### Work instruction
Reproduce the passage about the Frontback app word for word, between "Photo app Frontback" and "if they want.", inclusive.

### Study text
--- --- ---

Photo app Frontback is hoping to join the social networking ranks.

Lighthunter/ Shutterstock

Frontback, a photo-sharing app akin to Instagram (albeit with a much smaller user base), is expanding into the social media realm.

The app allows users to share two photos stitched together as one — one photo taken with the front-facing camera and the other with the rear-facing camera, hence the name — and added both public and private comments on Thursday. Now users can respond to images they see in their stream, sending back their own image or video complete with text if they want.

It’s one of the first major product changes for Frontback, which launched just over a year ago and gained early attention thanks to celebrity users like Twitter co-founder Jack Dorsey and actor Ashton Kutcher (an investor). The San Francisco-based startup, which took a $3 million seed round shortly after launch, has been relatively quiet since.

--- --- ---

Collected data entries
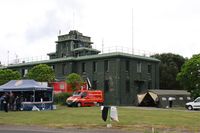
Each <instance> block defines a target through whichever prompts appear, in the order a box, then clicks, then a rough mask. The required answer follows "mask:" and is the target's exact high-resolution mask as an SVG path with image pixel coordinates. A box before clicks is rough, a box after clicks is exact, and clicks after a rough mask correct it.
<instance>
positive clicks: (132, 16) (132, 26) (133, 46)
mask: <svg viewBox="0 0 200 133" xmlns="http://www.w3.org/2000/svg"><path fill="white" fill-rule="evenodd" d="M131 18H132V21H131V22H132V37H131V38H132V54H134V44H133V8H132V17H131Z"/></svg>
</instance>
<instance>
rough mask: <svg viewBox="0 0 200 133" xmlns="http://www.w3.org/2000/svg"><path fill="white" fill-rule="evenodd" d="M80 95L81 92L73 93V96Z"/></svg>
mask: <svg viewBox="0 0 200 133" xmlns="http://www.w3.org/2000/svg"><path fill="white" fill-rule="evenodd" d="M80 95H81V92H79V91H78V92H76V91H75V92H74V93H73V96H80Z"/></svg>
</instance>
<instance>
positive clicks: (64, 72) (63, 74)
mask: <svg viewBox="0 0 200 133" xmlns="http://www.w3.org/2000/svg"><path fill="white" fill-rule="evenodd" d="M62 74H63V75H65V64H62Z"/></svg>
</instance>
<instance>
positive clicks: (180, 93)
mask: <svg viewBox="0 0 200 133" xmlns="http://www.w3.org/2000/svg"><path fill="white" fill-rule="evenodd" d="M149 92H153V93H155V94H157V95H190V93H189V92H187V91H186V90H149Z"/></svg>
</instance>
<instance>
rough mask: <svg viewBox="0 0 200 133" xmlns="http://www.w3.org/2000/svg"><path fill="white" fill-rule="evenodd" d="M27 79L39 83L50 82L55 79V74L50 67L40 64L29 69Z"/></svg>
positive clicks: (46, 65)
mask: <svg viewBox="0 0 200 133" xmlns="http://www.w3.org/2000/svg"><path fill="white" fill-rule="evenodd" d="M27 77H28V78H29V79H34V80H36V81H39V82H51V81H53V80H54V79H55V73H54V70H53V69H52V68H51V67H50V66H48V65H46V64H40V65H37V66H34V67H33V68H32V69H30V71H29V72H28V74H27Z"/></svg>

--- --- ---

### Answer section
Photo app Frontback is hoping to join the social networking ranks.

Lighthunter/ Shutterstock

Frontback, a photo-sharing app akin to Instagram (albeit with a much smaller user base), is expanding into the social media realm.

The app allows users to share two photos stitched together as one — one photo taken with the front-facing camera and the other with the rear-facing camera, hence the name — and added both public and private comments on Thursday. Now users can respond to images they see in their stream, sending back their own image or video complete with text if they want.